_Fragmento del texto:_
-------

Las circunstancias del
símbolo niceno: la carta de Eusebio de Cesárea a su comunidad
El
acto más importante del concilio, el que habría de asegurar su éxito histórico,
fue la redacción y aprobación de la definición de fe en la forma de un
«símbolo» o compendio de las verdades esenciales, profesadas por la Iglesia.
También para este episodio central hemos de remitimos al testimonio, en varios
aspectos problemático, de Eusebio de Cesárea. En una carta a los fieles de su
diócesis, escrita con ocasión de la decisión conciliar, mientras se encontraba
todavía en Nicea, cuenta cómo se llegó a redactar el texto del símbolo sobre la
base de una propuesta suya. En realidad, más que ver en ello el simple deseo de
informar oportunamente a su comunidad, es lícito suponer que nos encontramos ante
una operación de carácter apologético. El obispo de Cesárea no sólo omite la
condena que se le había infligido en Antioquía y ofrece una explicación forzada
del texto de Nicea para hacerlo cuadrar con sus planteamientos doctrinales, sino
que deja vislumbrar ya una actitud defensiva en la preocupación por el hecho de
que su Iglesia haya podido recibir noticias inexactas. Pues bien, según la
presentación que hace Eusebio, el símbolo niceno no sería más que una
reelaboración de la profesión de fe que él había expuesto al concilio.
Después
de haberlo leído, el mismo Constantino habría expresado su aprobación, pidiendo
tan sólo que se completasen algunas de sus formulaciones. Sin embargo, como
veremos más adelante, el texto aprobado en Nicea resulta bastante distinto del
de Eusebio y es ésta la verdadera razón por la que él tiene que aclarar a su
Iglesia cómo fue posible que se adhiriese a él.
La
carta comienza invocando el argumento de la tradición, tal como lo había hecho Arrio
en una profesión de fe dirigida a Alejandro de Alejandría antes de Nicea,
aunque aquí aparece más desarrollada la reivindicación del carácter doctrinal.
La profesión de Eusebio se arraiga en la paternidad en la fe, garantizada por
el obispo, y en el depósito que le trasmitieron sus predecesores en el
episcopado. Recuerda cómo esta fe fue para él objeto de la primera instrucción
bautismal, cómo corresponde a la enseñanza de las Escrituras y cómo él la
profesó y la enseñó tanto de presbítero como de obispo. Por consiguiente,
Eusebio tiene interés en señalar el arraigo en una tradición bien consolidada y
a la vez la coherencia de su propia actitud. Viene luego el contenido de la profesión
dispuesto en tres artículos principales (Padre, Hijo —naturalmente más amplio—
y Espíritu santo). De estos enunciados centrales se vuelve luego sobre cada uno
de ellos, con la intención de confirmar la teología de las tres hipóstasis, que
tiene su último fundamento en las instrucciones del Resucitado a los discípulos
(cf. Mt 28, 19).

-------

_Retos:_
**a.** Imprime el trozo del texto sobre la carta de Eusebio que empieza con "Las circunstancias del" y sigue hasta "por la Iglesia.", sin cambiar nada.
**b.** Contesta con el texto sobre la carta de Eusebio:
(i) ¿Dónde estaba todavía Eusebio cuando escribió la carta a los fieles de su diócesis?
(ii) Según Eusebio, ¿qué pidió Constantino después de leer su profesión de fe?
(iii) ¿En cuántos artículos principales está dispuesto el contenido de la profesión de Eusebio, y cuáles son?
Responde solo con lo que dice el texto sobre la carta de Eusebio.

-------

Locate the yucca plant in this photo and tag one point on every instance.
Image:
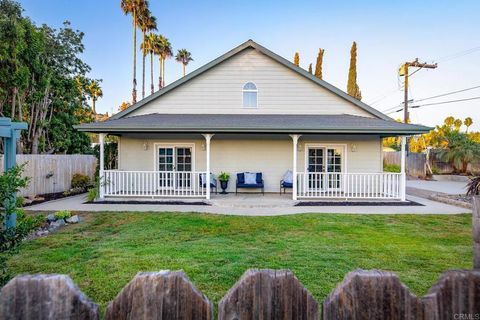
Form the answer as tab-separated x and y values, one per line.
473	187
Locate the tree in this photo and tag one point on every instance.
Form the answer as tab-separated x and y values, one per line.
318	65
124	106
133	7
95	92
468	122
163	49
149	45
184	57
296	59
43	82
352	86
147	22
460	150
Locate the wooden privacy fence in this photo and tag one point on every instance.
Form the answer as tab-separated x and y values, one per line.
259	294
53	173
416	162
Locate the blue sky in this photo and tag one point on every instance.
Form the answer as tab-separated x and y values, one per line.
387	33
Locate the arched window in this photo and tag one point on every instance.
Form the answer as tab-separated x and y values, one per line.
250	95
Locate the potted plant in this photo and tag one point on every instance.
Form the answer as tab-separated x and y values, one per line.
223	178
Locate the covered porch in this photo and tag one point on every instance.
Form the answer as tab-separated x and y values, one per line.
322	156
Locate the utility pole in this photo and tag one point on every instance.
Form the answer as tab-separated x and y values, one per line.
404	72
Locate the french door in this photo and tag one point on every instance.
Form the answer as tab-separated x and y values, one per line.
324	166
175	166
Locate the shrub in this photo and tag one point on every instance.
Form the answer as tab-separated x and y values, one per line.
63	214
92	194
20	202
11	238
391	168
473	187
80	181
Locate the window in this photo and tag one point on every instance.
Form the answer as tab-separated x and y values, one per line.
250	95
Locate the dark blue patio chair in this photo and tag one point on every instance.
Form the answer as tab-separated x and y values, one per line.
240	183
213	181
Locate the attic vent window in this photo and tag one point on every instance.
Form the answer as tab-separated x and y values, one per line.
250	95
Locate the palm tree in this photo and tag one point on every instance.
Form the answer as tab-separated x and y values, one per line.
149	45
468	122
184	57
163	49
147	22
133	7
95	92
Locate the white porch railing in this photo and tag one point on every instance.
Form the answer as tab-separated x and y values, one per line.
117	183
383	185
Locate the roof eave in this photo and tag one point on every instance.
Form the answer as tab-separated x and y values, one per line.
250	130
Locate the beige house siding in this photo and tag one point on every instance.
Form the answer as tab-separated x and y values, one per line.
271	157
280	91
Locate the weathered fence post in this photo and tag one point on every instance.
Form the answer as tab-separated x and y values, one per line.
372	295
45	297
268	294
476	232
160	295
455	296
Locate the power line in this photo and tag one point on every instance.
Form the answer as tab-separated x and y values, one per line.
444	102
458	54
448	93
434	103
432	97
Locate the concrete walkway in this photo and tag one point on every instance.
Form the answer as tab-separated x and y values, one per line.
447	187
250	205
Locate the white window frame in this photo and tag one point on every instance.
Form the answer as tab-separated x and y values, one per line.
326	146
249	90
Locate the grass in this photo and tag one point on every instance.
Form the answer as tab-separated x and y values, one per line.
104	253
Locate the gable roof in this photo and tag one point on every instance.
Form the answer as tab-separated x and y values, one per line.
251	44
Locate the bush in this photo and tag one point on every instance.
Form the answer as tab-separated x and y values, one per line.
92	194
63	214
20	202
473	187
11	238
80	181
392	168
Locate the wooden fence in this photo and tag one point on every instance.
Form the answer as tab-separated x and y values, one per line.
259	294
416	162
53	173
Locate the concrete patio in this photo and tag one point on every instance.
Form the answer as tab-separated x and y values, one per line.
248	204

-------

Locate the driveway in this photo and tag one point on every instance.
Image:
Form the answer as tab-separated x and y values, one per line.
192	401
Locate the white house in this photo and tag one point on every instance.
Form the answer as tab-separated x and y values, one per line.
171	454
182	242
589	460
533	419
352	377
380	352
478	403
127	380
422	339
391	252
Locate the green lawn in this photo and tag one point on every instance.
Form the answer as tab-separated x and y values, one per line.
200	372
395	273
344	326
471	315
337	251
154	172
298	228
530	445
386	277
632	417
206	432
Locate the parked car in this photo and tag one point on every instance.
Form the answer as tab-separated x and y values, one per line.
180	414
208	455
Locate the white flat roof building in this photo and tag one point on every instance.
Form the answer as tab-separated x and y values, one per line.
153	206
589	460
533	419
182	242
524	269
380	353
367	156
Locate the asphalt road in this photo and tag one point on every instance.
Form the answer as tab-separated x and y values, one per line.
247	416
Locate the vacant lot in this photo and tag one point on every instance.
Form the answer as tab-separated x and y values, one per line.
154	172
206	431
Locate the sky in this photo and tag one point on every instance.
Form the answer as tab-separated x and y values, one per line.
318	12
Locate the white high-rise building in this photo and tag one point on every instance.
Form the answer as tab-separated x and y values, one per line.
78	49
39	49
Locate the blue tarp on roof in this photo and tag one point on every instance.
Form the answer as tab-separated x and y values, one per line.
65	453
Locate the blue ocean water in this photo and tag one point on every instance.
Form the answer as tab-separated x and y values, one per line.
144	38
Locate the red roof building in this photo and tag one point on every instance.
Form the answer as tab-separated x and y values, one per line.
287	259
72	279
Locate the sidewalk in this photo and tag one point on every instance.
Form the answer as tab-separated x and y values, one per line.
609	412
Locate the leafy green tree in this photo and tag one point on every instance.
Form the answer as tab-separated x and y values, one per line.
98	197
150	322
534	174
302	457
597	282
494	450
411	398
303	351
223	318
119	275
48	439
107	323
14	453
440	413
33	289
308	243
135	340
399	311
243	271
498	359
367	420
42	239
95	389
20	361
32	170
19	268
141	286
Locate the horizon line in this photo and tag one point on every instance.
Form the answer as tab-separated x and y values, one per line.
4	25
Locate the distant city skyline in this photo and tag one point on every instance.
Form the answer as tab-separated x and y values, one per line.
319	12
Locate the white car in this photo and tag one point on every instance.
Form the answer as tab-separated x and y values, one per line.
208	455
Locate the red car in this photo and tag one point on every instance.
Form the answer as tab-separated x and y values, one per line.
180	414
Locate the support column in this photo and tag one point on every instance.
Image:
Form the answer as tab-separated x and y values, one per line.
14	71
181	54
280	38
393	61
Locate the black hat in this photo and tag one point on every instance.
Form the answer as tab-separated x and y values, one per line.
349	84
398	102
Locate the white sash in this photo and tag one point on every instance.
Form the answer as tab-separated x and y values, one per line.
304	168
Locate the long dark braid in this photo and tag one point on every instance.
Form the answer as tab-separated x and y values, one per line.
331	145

-------

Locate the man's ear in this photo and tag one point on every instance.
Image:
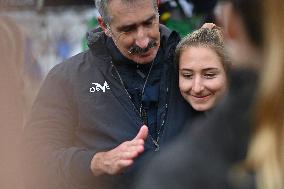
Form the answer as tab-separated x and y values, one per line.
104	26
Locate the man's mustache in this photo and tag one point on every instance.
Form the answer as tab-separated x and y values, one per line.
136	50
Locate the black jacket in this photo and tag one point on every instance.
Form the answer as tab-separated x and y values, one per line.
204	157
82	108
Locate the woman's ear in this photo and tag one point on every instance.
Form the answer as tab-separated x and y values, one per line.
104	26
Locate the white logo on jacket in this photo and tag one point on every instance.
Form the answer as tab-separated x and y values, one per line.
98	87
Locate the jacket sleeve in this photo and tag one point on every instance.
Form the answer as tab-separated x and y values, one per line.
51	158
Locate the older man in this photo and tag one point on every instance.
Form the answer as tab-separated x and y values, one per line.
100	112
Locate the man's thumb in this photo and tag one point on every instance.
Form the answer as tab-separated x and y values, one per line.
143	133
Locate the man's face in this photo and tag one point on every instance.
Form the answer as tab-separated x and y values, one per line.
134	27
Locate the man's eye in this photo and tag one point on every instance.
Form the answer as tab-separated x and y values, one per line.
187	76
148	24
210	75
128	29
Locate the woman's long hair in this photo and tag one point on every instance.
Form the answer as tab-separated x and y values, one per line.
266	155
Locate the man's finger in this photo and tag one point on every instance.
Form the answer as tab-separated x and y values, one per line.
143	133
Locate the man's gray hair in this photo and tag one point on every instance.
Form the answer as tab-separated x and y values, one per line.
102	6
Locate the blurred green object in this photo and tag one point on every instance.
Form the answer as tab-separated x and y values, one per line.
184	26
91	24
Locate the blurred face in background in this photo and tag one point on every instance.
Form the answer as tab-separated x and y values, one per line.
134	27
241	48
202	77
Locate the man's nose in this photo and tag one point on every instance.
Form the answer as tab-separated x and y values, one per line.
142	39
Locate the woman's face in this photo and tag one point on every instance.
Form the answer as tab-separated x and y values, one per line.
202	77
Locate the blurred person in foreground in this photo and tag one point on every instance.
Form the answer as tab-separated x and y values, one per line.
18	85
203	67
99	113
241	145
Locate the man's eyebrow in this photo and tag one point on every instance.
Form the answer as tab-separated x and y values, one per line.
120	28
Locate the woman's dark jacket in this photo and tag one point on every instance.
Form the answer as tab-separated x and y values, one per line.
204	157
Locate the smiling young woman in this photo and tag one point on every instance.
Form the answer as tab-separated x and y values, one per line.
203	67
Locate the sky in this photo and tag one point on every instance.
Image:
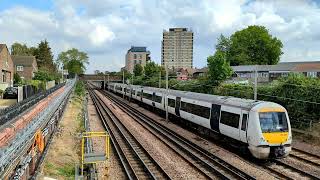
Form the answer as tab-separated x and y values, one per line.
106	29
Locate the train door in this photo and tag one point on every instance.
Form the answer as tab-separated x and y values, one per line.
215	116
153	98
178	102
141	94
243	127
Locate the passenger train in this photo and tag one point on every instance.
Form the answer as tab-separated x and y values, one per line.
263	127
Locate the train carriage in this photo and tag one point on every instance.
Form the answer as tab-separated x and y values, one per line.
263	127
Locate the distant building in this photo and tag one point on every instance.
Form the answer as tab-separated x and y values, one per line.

-------

_Respuestas completas:_
**a.**
Las circunstancias del
símbolo niceno: la carta de Eusebio de Cesárea a su comunidad
El
acto más importante del concilio, el que habría de asegurar su éxito histórico,
fue la redacción y aprobación de la definición de fe en la forma de un
«símbolo» o compendio de las verdades esenciales, profesadas por la Iglesia.

**b.**
(i) En Nicea.
(ii) Que se completasen algunas de sus formulaciones.
(iii) En tres: Padre, Hijo y Espíritu santo.